▶ Problem: From the data below, reproduce word for word every line from the one containing "the blue balloon" up to and including the one containing "[(187, 47)]".

▶ Task data:
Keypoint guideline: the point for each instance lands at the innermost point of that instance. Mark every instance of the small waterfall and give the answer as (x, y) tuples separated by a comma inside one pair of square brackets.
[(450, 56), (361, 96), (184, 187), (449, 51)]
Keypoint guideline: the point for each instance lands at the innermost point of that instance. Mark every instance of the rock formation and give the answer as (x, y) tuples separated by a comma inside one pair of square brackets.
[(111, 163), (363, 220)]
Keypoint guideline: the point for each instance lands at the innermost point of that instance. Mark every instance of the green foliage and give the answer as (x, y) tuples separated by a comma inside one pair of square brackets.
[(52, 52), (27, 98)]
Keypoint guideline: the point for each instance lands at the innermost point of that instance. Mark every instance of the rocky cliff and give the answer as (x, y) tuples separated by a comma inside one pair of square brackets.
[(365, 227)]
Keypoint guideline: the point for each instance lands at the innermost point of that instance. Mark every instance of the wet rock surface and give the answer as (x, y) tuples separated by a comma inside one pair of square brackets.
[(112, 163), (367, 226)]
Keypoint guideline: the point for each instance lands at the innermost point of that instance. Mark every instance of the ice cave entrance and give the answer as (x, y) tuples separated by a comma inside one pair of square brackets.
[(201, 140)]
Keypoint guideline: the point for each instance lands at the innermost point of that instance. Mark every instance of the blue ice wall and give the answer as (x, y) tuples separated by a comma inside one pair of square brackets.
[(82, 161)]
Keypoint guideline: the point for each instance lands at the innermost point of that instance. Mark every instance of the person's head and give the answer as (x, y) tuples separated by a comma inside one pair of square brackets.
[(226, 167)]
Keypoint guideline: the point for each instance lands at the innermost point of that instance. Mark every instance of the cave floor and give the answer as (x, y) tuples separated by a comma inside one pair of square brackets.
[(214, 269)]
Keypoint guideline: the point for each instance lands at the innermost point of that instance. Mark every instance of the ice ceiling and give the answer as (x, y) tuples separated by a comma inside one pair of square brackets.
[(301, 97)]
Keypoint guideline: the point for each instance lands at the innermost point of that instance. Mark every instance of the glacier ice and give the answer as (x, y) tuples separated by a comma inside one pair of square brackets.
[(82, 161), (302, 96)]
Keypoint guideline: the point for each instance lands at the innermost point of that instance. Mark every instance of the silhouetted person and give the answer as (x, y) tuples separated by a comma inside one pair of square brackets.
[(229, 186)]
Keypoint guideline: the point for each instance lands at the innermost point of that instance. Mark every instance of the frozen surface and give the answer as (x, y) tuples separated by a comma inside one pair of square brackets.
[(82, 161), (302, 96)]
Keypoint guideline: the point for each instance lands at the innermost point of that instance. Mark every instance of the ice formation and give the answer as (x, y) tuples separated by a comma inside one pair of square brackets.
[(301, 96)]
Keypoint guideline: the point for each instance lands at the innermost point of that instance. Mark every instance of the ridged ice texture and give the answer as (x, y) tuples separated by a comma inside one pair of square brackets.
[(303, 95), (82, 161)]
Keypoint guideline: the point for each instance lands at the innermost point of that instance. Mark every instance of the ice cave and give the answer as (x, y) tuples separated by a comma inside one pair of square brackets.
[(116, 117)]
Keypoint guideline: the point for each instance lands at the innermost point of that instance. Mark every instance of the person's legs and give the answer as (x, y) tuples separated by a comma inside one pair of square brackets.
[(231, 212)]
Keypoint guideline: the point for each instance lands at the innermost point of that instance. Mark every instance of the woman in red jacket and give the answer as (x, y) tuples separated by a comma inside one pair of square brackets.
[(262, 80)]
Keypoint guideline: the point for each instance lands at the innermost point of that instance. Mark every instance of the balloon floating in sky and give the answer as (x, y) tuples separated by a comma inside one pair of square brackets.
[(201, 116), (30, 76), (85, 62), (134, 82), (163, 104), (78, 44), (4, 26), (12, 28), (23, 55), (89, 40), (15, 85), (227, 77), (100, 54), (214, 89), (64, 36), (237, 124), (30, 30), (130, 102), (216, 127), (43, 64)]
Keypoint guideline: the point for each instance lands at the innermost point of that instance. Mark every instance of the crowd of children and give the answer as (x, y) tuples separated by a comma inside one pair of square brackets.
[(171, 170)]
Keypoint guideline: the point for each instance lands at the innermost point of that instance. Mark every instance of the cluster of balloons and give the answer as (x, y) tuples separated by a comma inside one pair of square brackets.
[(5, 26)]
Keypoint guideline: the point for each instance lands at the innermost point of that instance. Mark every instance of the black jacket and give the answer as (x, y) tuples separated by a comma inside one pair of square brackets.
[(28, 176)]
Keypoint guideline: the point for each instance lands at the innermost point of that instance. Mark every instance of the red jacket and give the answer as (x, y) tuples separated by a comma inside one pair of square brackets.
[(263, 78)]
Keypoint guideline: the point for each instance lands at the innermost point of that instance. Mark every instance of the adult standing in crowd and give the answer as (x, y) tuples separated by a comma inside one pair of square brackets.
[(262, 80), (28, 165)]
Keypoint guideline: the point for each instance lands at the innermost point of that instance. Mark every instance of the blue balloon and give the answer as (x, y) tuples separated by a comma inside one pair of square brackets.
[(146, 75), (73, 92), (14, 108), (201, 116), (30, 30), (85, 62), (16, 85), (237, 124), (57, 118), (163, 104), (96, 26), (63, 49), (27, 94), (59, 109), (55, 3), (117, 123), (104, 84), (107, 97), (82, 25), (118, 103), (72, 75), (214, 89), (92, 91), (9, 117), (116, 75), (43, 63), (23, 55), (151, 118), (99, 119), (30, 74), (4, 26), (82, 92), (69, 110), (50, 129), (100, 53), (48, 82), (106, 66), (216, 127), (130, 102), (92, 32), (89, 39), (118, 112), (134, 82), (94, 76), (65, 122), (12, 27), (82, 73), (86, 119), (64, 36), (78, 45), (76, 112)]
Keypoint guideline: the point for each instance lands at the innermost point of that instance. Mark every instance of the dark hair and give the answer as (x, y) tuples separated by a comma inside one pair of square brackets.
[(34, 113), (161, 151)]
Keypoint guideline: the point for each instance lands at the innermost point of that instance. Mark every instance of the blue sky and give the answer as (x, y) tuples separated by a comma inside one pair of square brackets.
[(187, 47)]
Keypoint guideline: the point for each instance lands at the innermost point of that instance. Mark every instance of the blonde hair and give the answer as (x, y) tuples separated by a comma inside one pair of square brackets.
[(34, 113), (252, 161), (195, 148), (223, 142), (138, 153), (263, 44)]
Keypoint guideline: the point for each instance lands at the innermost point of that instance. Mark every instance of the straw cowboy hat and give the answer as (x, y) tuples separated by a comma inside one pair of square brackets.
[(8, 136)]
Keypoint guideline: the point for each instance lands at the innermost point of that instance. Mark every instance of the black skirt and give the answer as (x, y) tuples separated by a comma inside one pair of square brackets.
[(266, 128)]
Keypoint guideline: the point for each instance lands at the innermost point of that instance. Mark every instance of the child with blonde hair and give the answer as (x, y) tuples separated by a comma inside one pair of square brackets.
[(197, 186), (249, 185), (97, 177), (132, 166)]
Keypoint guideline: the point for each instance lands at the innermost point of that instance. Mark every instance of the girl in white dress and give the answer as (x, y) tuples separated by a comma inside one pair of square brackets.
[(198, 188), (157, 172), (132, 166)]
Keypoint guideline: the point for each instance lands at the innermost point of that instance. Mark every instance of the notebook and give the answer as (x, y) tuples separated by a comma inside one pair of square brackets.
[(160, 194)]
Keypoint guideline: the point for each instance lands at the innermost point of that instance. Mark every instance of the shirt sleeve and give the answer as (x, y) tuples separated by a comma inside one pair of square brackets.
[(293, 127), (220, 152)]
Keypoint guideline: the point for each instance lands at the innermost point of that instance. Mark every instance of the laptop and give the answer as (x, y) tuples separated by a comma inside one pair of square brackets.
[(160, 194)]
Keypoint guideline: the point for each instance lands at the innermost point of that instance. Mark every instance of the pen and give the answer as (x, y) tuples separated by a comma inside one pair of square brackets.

▶ Expected answer:
Keypoint guideline: the point for each instance lands at the innermost point of that instance. Mark every instance of the blue balloon and give the answer as (x, y) tuples separated by a comma inside one pair of square brackets.
[(146, 75), (73, 92), (14, 108), (201, 116), (30, 30), (85, 62), (16, 85), (237, 124), (57, 118), (163, 104), (96, 26), (63, 49), (27, 94), (59, 109), (55, 3), (117, 123), (104, 84), (107, 97), (82, 25), (118, 103), (72, 75), (214, 89), (92, 91), (9, 117), (116, 75), (43, 63), (23, 55), (151, 118), (99, 119), (30, 74), (4, 26), (82, 92), (69, 110), (50, 129), (100, 53), (48, 82), (106, 66), (216, 127), (130, 102), (92, 32), (89, 39), (118, 112), (134, 82), (94, 76), (65, 122), (12, 27), (82, 73), (86, 119), (64, 36), (78, 45), (76, 112)]
Keypoint guideline: the point for each instance lands at the innermost point of that instance. Mark every instance of the dark hair and give the answer as (x, y) tuples separated by a comma inside one pair of square brackets.
[(34, 113), (161, 151)]
Keypoint guideline: the point for each instance lands at the innermost point of that instance. Mark every instance of the blue sky and give the answer as (x, y) tuples separated by a comma inside one pair of square brackets.
[(187, 47)]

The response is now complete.